== Raw records ==
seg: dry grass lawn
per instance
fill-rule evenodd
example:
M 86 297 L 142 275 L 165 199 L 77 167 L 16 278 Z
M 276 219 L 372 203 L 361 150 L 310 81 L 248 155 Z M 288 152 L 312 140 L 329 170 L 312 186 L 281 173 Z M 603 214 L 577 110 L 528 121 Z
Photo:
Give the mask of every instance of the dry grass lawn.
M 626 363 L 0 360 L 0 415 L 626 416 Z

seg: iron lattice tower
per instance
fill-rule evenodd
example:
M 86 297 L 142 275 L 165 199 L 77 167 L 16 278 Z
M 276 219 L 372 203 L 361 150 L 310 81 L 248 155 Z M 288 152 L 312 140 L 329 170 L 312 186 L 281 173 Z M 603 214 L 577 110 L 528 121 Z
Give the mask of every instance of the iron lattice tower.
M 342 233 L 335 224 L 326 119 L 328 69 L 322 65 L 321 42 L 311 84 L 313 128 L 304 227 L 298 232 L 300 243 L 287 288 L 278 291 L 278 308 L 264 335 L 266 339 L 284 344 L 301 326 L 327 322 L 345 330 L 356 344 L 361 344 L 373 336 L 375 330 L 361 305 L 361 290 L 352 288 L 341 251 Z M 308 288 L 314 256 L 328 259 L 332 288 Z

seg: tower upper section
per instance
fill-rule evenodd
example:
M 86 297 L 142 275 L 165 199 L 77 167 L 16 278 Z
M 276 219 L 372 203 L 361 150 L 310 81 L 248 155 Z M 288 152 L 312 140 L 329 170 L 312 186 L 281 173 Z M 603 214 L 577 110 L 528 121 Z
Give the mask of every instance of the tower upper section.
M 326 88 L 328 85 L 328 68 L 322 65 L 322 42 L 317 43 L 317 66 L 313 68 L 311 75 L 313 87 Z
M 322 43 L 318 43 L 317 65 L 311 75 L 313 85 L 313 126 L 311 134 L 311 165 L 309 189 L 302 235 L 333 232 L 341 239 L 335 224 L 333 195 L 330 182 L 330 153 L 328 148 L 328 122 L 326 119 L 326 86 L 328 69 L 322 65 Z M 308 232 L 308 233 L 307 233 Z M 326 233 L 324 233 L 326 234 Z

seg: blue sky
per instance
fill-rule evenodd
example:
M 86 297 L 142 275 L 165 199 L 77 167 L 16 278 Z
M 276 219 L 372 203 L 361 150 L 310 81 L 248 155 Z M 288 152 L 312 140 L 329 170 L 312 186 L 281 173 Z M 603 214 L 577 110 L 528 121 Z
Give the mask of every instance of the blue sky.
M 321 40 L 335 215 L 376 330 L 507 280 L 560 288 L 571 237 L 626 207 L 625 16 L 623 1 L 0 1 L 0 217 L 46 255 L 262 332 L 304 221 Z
===
## Task objective
Arrange every line of the material above into a Markdown table with the columns "Index" and "Entry", numbering the rows and leaving out blank lines.

## Solution to this task
| Index | Entry |
|---|---|
| 1 | seg: dry grass lawn |
| 2 | per instance |
| 3 | fill-rule evenodd |
| 4 | example: |
| 5 | M 86 297 L 142 275 L 165 199 L 77 167 L 16 278 Z |
| 6 | M 276 219 L 372 203 L 361 150 L 310 81 L 248 155 Z M 288 152 L 312 140 L 329 170 L 312 186 L 281 173 Z M 603 214 L 577 110 L 528 121 Z |
| 7 | Photo: |
| 8 | Give the mask of every instance of the dry grass lawn. |
| 9 | M 626 363 L 0 360 L 0 415 L 626 416 Z |
| 10 | seg: iron lattice tower |
| 11 | per instance |
| 12 | fill-rule evenodd |
| 13 | example: |
| 14 | M 86 297 L 142 275 L 165 199 L 77 167 L 16 278 Z |
| 15 | M 276 219 L 372 203 L 361 150 L 310 81 L 248 155 Z M 288 152 L 312 140 L 329 170 L 312 186 L 281 173 Z M 603 214 L 577 110 L 528 121 Z |
| 16 | Give the mask of every instance of the iron lattice tower. |
| 17 | M 342 233 L 335 224 L 326 119 L 328 69 L 322 65 L 321 42 L 311 84 L 313 128 L 304 227 L 298 232 L 300 243 L 287 288 L 278 291 L 278 308 L 264 335 L 266 339 L 284 344 L 301 326 L 327 322 L 345 330 L 356 344 L 361 344 L 373 336 L 375 330 L 361 305 L 361 290 L 352 288 L 341 251 Z M 308 288 L 314 256 L 328 259 L 332 288 Z |
| 18 | seg: tower upper section |
| 19 | per instance |
| 20 | fill-rule evenodd |
| 21 | example: |
| 22 | M 86 297 L 142 275 L 165 199 L 77 167 L 16 278 Z |
| 23 | M 276 219 L 372 203 L 361 150 L 310 81 L 248 155 Z M 288 152 L 312 140 L 329 170 L 312 186 L 281 173 Z M 603 214 L 577 110 L 528 121 Z |
| 24 | Give the mask of every instance of the tower upper section. |
| 25 | M 326 88 L 328 85 L 328 68 L 322 65 L 322 42 L 317 43 L 317 66 L 313 68 L 311 75 L 313 87 Z |
| 26 | M 322 43 L 318 43 L 317 65 L 311 75 L 313 85 L 313 126 L 311 134 L 311 165 L 309 189 L 302 235 L 333 232 L 341 239 L 335 224 L 333 195 L 330 182 L 330 153 L 328 148 L 328 122 L 326 119 L 326 86 L 328 69 L 322 65 Z M 308 232 L 308 233 L 307 233 Z M 326 233 L 324 233 L 326 234 Z |
| 27 | seg: blue sky |
| 28 | per instance |
| 29 | fill-rule evenodd |
| 30 | example: |
| 31 | M 86 297 L 142 275 L 165 199 L 77 167 L 16 278 Z |
| 32 | M 276 219 L 372 203 L 361 150 L 310 81 L 248 155 Z M 288 152 L 312 140 L 329 170 L 312 186 L 281 173 Z M 603 214 L 577 110 L 528 121 Z |
| 33 | Give the mask of every instance of the blue sky. |
| 34 | M 321 40 L 335 215 L 376 330 L 507 280 L 560 288 L 571 237 L 626 207 L 625 16 L 623 1 L 0 1 L 0 217 L 46 255 L 262 332 L 304 221 Z |